MNRF is proposing, however, to no longer consider wetland complexes as part of the OWES. If the changes go forward, very few new PSWs will be designated in the future and many existing PSWs will lose that designation and the protection it affords.
Endangered and threatened species no longer to be recognized
MNRF is proposing to ignore the presence of endangered or threatened species in the OWES process, a criterion which is a key factor in determining provincial significance. Currently, the presence of endangered or threatened species automatically qualifies the wetland as provincially significant. But with the proposed changes, species at risk will be considered only as “provincially tracked species,” worth far less in the evaluation. This major change would affect the scoring of most wetlands in Ontario, leaving many of them, and the significant species that rely on them, vulnerable to development.
Provincial government oversight and coordination to be removed
MNRF is proposing to remove itself from any involvement in Ontario’s wetland evaluation process, despite the deep and valuable expertise of ministry staff who have overseen the process for decades. No central agency is being assigned to coordinate or approve evaluations or to ensure that information about PSW designation is publicly accessible. Consultation with MNRF will no longer be an option.

Provided data.
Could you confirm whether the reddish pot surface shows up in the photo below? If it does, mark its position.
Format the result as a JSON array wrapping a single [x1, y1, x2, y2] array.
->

What the task requires.
Carry the wetland evaluation text forward from its last sentence, adding the next stretch in the same style. The data is separate material and has nothing to do with the wetland evaluation text.

The response.
It appears that approval authority will be downloaded to municipalities, many of which have little expertise and would no longer be able to consult with conservation authorities (due to proposed Bill 23 amendments to the Conservation Authorities Act). Instead, the onus would be on the wetland evaluator (working in most cases for the development proponent) to inform the municipality and landowners in writing about the outcome of the evaluation or re-evaluation.
Have no authority to intervene on behalf of the public regarding an evaluation of questionable merit
The proposed changes to the OWES are going forward at the same time as Bill 23 and other proposed law and policy amendments that will negatively impact wetland conservation in Ontario. The broad scope of the proposals and the speed with which they are being pushed forward severely compromises the public’s ability to comprehend and respond.
Ontario’s wetlands play a critical role in sustaining healthy communities, enhancing climate change resilience and conserving biodiversity. Together, we must do our utmost to ensure that the government does not proceed with the proposed overhaul of the OWES.